Source material:
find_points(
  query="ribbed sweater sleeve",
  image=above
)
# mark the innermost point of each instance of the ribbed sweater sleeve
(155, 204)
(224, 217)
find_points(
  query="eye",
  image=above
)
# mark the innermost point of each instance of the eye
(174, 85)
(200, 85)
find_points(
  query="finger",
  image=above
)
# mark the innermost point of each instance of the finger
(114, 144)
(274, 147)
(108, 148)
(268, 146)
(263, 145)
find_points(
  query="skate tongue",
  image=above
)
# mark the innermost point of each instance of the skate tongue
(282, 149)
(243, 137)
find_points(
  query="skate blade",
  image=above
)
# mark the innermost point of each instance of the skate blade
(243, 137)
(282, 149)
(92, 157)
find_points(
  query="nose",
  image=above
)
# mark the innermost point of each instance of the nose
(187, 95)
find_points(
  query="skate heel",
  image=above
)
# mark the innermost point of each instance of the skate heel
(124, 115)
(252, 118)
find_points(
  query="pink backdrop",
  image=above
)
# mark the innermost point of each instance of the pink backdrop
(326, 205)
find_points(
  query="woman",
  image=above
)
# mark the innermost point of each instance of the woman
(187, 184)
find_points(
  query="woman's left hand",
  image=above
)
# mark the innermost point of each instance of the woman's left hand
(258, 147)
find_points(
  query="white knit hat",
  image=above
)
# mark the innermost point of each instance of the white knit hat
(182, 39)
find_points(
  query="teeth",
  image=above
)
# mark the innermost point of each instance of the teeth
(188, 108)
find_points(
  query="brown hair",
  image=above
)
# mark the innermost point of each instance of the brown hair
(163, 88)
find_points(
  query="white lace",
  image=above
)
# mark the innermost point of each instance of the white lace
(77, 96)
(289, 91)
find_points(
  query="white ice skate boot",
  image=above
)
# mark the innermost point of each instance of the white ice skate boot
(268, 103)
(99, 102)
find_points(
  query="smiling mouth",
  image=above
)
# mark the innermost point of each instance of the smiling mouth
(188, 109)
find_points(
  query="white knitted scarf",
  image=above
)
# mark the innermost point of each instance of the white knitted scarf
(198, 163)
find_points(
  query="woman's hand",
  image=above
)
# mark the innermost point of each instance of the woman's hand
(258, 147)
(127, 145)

Work task:
Repeat the whole listing above exactly.

Response to this task:
find_points(
  query="ribbed sweater sleeve",
  image=above
)
# mark the innermost point of each instance of the ribbed sweater sleeve
(155, 204)
(224, 217)
find_points(
  query="eye",
  image=above
)
# mark the innermost point of each instance of the eye
(174, 85)
(200, 85)
find_points(
  query="finger",
  image=above
)
# mark the innermost point of each instance of the finger
(114, 144)
(274, 147)
(108, 148)
(268, 146)
(263, 145)
find_points(
  query="skate tongue",
  image=above
)
# mark the innermost point of each instance of the skate tongue
(282, 149)
(243, 137)
find_points(
  query="skate blade",
  image=above
)
# mark the innermost point of each instance of the skate blade
(243, 137)
(282, 149)
(92, 157)
find_points(
  query="nose",
  image=above
)
# mark the innermost point of each instance of the nose
(187, 95)
find_points(
  query="skate heel",
  image=above
)
# mark the innermost point of each instance of the skate heel
(124, 115)
(252, 118)
find_points(
  query="pink backdrop",
  image=above
)
# mark the innermost point of each instance of the pink backdrop
(326, 205)
find_points(
  query="woman",
  image=above
)
# mark the innermost point of each instance of the woman
(187, 184)
find_points(
  query="woman's left hand",
  image=above
)
# mark the innermost point of each instance of the woman's left hand
(258, 147)
find_points(
  query="white knit hat",
  image=above
)
# mark the innermost point of each instance of the white knit hat
(182, 39)
find_points(
  query="teeth",
  image=above
)
# mark the innermost point of each instance of the teeth
(188, 108)
find_points(
  query="brown hair",
  image=above
)
# mark the innermost point of each instance of the brown hair
(163, 88)
find_points(
  query="white lace",
  image=above
)
# mark the innermost point of each instance of the white lace
(77, 96)
(289, 91)
find_points(
  query="white ice skate boot",
  image=above
)
# mark the innermost point of each instance of the white ice skate boot
(268, 103)
(99, 102)
find_points(
  query="smiling mouth",
  image=above
)
# mark the innermost point of each instance of the smiling mouth
(188, 109)
find_points(
  query="white knitted scarf",
  image=above
)
# mark the innermost point of each instance of the white knitted scarf
(198, 163)
find_points(
  query="woman's hand",
  image=above
)
# mark the innermost point of each instance of the woman's hand
(258, 147)
(127, 145)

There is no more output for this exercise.